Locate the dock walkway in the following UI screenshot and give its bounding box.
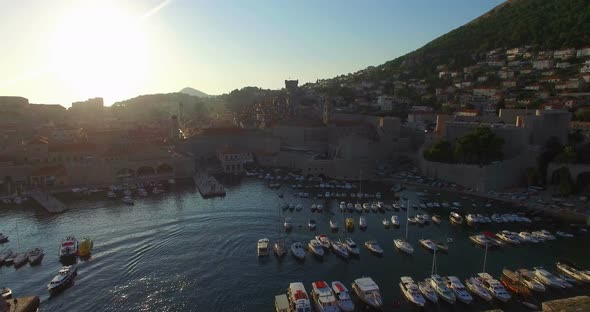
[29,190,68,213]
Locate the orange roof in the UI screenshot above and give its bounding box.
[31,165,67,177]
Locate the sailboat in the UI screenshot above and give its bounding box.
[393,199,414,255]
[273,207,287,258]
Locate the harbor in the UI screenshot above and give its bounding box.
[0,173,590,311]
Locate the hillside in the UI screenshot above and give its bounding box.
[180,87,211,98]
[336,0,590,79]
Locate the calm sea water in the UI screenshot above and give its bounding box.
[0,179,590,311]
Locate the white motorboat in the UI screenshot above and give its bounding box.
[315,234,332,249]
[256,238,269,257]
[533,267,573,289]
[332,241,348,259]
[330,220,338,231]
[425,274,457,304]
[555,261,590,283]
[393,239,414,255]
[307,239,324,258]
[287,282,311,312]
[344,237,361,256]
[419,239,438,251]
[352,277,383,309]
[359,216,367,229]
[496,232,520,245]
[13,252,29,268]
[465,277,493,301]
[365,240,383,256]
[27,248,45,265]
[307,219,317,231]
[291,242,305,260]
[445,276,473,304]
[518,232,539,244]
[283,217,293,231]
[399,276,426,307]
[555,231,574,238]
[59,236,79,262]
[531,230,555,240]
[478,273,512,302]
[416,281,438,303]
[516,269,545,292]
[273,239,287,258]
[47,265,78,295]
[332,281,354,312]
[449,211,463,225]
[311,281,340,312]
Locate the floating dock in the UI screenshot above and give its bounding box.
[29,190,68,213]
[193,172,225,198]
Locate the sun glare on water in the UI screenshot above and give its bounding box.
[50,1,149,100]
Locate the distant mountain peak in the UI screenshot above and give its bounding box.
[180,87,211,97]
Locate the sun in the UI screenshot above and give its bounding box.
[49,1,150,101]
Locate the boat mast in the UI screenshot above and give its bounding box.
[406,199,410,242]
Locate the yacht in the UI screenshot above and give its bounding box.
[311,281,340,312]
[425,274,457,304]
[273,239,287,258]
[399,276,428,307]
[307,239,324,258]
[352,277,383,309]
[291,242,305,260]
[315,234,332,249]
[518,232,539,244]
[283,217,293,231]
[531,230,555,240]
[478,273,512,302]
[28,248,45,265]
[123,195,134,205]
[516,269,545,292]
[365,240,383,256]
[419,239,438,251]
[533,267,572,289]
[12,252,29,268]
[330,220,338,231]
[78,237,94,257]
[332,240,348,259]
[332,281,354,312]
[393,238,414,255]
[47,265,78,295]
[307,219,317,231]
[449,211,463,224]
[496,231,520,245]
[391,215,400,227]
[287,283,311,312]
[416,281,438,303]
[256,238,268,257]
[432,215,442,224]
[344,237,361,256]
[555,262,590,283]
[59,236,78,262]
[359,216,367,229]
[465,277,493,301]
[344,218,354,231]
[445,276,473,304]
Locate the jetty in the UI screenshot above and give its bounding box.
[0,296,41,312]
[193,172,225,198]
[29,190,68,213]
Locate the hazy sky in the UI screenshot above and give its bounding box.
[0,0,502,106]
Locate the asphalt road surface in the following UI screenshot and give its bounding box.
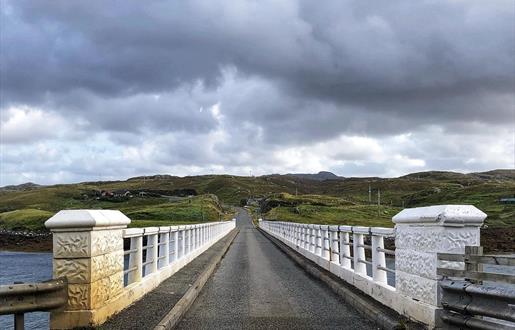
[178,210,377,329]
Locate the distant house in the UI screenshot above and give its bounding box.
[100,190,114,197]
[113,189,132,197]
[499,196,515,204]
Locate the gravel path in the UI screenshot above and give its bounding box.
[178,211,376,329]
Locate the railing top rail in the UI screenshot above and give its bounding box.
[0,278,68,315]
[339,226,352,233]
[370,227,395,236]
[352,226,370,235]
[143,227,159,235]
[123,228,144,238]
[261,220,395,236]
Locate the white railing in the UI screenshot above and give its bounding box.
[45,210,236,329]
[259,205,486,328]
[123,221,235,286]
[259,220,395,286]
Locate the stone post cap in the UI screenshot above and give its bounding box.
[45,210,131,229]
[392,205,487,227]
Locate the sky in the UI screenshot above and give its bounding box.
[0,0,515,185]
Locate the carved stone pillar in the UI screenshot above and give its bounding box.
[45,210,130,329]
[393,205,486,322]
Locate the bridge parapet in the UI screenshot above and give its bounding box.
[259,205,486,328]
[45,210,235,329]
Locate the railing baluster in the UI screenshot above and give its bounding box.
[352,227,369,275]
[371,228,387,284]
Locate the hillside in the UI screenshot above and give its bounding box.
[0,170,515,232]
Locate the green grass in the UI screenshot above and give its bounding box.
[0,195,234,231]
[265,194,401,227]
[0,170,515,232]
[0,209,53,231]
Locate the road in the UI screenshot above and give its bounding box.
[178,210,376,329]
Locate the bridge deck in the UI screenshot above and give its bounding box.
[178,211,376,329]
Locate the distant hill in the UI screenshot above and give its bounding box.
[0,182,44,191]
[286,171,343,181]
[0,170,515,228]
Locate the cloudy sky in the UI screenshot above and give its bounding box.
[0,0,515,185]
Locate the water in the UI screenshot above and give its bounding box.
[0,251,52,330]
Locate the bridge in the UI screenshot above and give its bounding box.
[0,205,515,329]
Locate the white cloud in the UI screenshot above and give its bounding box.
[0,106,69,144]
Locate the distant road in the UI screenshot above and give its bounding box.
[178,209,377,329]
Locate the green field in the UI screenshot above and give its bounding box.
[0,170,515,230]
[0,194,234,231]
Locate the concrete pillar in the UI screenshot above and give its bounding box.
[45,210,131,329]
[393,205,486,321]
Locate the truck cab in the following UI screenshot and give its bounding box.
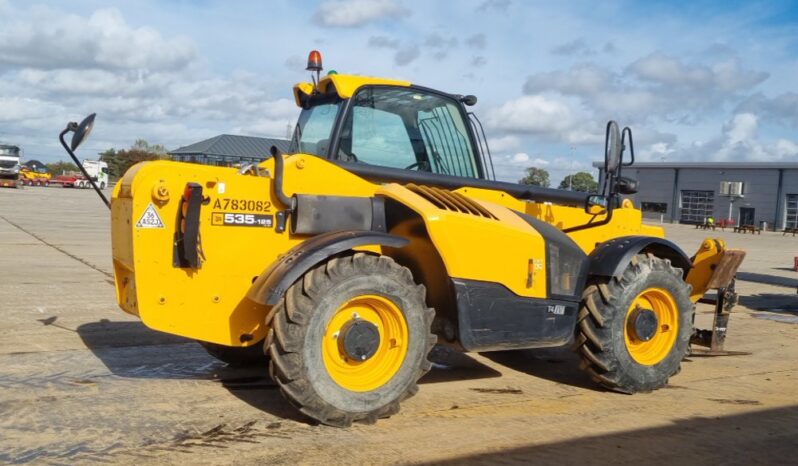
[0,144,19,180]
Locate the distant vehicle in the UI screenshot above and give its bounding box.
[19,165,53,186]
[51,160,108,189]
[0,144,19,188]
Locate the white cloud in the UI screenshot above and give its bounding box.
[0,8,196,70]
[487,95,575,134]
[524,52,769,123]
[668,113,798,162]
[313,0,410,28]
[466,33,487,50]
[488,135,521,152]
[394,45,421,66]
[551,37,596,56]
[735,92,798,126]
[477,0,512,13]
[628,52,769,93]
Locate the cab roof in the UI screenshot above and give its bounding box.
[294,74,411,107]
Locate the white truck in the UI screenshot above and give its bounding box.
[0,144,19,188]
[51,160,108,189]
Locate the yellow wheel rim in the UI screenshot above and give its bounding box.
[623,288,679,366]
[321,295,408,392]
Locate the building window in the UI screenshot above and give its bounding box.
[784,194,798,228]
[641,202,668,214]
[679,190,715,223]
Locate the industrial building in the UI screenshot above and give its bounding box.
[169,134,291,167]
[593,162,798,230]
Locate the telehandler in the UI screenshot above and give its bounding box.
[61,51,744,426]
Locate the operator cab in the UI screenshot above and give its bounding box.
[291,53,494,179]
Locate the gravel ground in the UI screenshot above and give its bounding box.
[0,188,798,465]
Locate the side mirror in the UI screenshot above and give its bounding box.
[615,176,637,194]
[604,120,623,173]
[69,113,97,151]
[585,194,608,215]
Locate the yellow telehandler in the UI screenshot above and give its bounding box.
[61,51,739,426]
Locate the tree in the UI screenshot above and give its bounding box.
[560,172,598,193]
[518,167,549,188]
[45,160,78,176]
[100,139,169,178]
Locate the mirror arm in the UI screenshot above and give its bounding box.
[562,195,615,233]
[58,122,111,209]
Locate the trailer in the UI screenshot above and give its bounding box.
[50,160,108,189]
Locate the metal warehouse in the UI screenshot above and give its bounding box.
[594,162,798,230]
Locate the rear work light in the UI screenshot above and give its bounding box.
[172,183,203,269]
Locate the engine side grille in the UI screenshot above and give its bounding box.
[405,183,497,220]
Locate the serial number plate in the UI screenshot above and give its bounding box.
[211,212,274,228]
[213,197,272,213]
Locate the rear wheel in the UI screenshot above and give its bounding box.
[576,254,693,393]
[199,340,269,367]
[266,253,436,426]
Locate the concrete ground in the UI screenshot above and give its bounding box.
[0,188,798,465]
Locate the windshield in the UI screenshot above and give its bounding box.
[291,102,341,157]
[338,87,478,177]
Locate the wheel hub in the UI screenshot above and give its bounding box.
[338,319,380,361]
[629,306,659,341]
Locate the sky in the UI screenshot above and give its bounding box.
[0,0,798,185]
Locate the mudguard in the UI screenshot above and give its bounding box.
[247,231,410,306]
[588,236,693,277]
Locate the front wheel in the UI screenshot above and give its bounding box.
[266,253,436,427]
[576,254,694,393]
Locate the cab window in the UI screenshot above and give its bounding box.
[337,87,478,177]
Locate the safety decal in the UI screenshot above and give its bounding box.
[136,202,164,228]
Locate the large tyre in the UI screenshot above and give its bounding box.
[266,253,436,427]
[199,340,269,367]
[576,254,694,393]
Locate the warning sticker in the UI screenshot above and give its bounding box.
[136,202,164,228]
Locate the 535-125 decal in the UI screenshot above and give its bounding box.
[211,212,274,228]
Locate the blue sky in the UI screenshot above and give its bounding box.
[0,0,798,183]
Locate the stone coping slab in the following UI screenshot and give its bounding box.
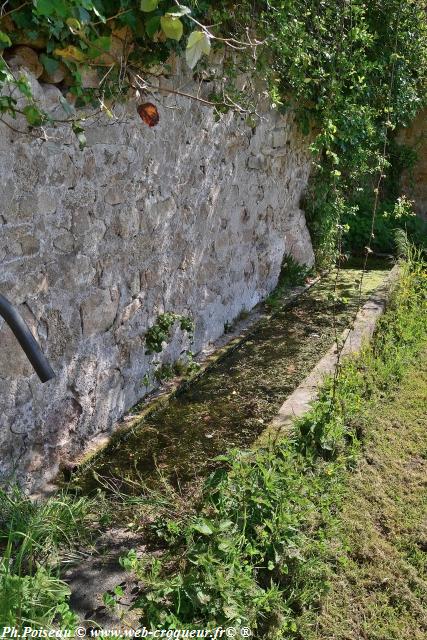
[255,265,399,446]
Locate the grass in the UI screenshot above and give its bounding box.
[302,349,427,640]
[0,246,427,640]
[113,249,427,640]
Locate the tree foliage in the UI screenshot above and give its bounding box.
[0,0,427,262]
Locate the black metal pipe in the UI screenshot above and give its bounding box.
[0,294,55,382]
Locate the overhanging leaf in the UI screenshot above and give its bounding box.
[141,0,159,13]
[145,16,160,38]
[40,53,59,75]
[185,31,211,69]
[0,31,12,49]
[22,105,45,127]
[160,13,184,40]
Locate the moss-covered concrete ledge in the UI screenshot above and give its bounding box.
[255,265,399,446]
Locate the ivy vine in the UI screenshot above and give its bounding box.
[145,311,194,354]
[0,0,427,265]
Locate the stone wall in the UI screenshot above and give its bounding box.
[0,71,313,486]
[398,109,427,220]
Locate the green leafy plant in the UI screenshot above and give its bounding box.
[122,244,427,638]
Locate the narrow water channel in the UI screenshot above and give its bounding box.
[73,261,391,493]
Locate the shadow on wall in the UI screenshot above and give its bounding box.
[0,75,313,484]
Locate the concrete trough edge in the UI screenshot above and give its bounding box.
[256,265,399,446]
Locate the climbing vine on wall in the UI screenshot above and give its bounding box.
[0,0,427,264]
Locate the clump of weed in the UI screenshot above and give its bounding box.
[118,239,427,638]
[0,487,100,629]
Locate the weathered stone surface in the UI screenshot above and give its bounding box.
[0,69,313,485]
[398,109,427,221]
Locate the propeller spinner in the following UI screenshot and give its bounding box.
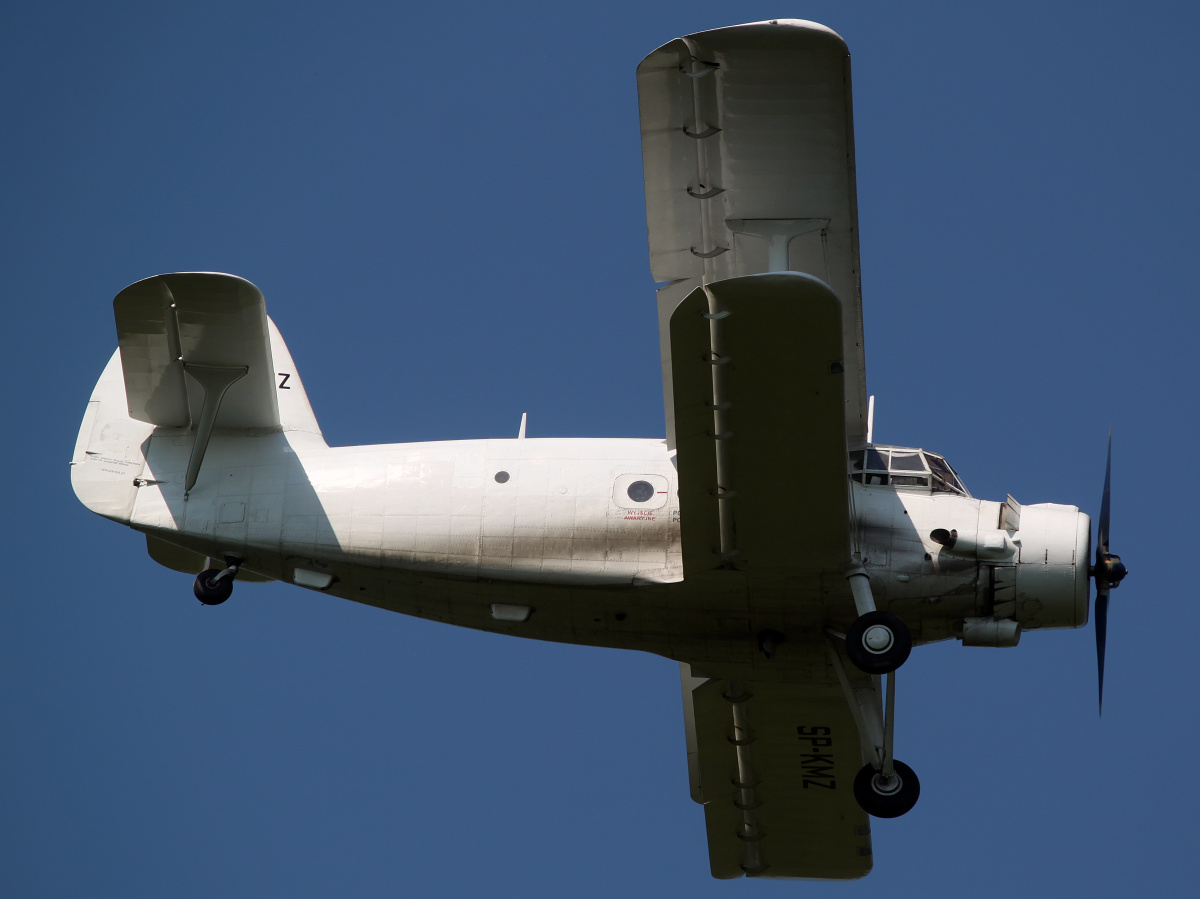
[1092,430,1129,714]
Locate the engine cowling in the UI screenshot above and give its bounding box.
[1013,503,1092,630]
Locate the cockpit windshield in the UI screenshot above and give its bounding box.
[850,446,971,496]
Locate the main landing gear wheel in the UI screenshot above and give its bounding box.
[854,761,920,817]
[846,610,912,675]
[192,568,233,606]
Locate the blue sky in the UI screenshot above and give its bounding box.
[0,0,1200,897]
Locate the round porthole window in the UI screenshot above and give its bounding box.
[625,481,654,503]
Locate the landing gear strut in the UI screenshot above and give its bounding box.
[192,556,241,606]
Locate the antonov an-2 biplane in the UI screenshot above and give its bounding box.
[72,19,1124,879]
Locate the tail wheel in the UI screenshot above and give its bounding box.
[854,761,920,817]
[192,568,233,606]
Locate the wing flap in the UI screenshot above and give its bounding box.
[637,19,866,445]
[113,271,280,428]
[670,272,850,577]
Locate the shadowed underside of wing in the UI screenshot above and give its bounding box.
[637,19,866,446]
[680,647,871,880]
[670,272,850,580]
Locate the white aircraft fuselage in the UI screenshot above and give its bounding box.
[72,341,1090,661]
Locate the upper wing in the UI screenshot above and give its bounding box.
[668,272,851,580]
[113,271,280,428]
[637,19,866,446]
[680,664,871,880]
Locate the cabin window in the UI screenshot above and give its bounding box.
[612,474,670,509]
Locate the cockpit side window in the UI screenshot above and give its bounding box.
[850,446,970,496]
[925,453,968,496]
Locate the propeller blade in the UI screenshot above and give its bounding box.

++++++++++

Find each line in the items above that contains the string "rear" and copy those lines. Case counts.

Locate the rear work light in the UI screenshot above and give its bounding box.
Locate the rear wheel in the UI screenshot above and give its bounding box.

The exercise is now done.